BRIEF A:
According to the article on Seoul Central College of Medicine, where were classes held when the opening session began?
BRIEF B:
Decide whether each statement agrees with the article on Seoul Central College of Medicine. Give yes or no and quote the words that decide it. (i) The premed course includes a break partway through. (ii) When the school opened, its headquarters were in Atlanta, Georgia. (iii) Up to 60 credit hours may be transferred from other institutions.
BRIEF C:
Pick up the article on Seoul Central College of Medicine after its last sentence and continue it.

SELECTED EXCERPT:

Seoul Central College of Medicine
- Established: 2003
- Location: Brades, Montserrat 33°53′38″N 84°15′11″W﻿ / ﻿33.894°N 84.253°W
- Website: www.seoulmed.org

= Seoul Central College of Medicine =

Seoul Central College of Medicine (Also known as ACU Seoul Central College of Medicine) is an offshore private medical school located near Brades, Montserrat. The university opened in 2003 with headquarters in Atlanta, Georgia and its campus located in Montserrat. The opening session started on 1 September 2003, with classes held on the McChestney Estate property in Olveston, until relocating to the Mongo Hill Campus.

==Programs==
Programs are open to both Montserratians and foreign students and curriculum includes premed, other graduate courses, as well as Doctor of Medicine degrees.

===Premed program===
Undergraduate courses for a Bachelor of Science in Life Sciences are available. The course requires 90 credit hours of study and offers them in a 16-month continuous format with no break. The school will allow a maximum of 45 credit hours to be transferred from other institutions, at the discretion of the admissions department.

PROVIDED MATERIAL:
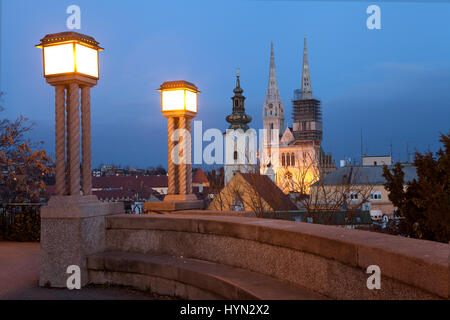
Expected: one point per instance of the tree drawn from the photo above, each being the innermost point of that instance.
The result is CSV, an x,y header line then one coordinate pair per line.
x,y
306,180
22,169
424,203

==

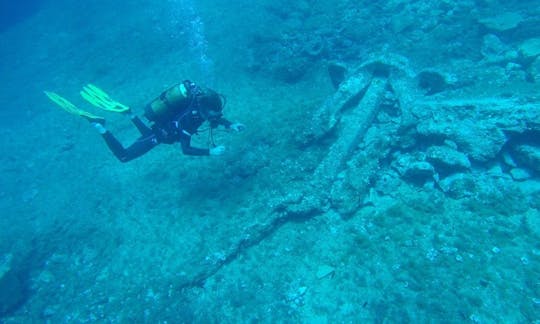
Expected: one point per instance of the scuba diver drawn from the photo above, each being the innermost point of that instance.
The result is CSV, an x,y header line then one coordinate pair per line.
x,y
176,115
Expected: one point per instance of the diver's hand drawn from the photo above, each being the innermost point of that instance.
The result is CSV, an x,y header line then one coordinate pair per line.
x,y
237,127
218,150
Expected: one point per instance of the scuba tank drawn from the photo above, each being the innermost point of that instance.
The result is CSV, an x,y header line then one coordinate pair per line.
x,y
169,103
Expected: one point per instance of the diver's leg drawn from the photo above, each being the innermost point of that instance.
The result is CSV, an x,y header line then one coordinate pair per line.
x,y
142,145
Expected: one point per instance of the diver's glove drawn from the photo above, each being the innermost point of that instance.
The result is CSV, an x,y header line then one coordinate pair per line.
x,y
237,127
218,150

EXERCISE RESPONSE A:
On the McChestney Estate property in Olveston.

EXERCISE RESPONSE B:
(i) No: "offers them in a 16-month continuous format with no break."
(ii) Yes: "The university opened in 2003 with headquarters in Atlanta, Georgia."
(iii) No: "The school will allow a maximum of 45 credit hours to be transferred from other institutions."

EXERCISE RESPONSE C:
===Medical program===
The school curriculum is based upon the US model, requiring 38 months of study to complete a Doctor of Medicine degree, followed by a 2-4 year residency program.

==Accreditation==
Atlanta Central University, the foreign affiliate, of Seoul Central College of Medicine was approved as a registered company of Montserrat in 2003, but stricken from the rolls in February 2013. Seoul Central College of Medicine is listed in the FAIMER International Medical Education Directory (IMED) effective in 2003.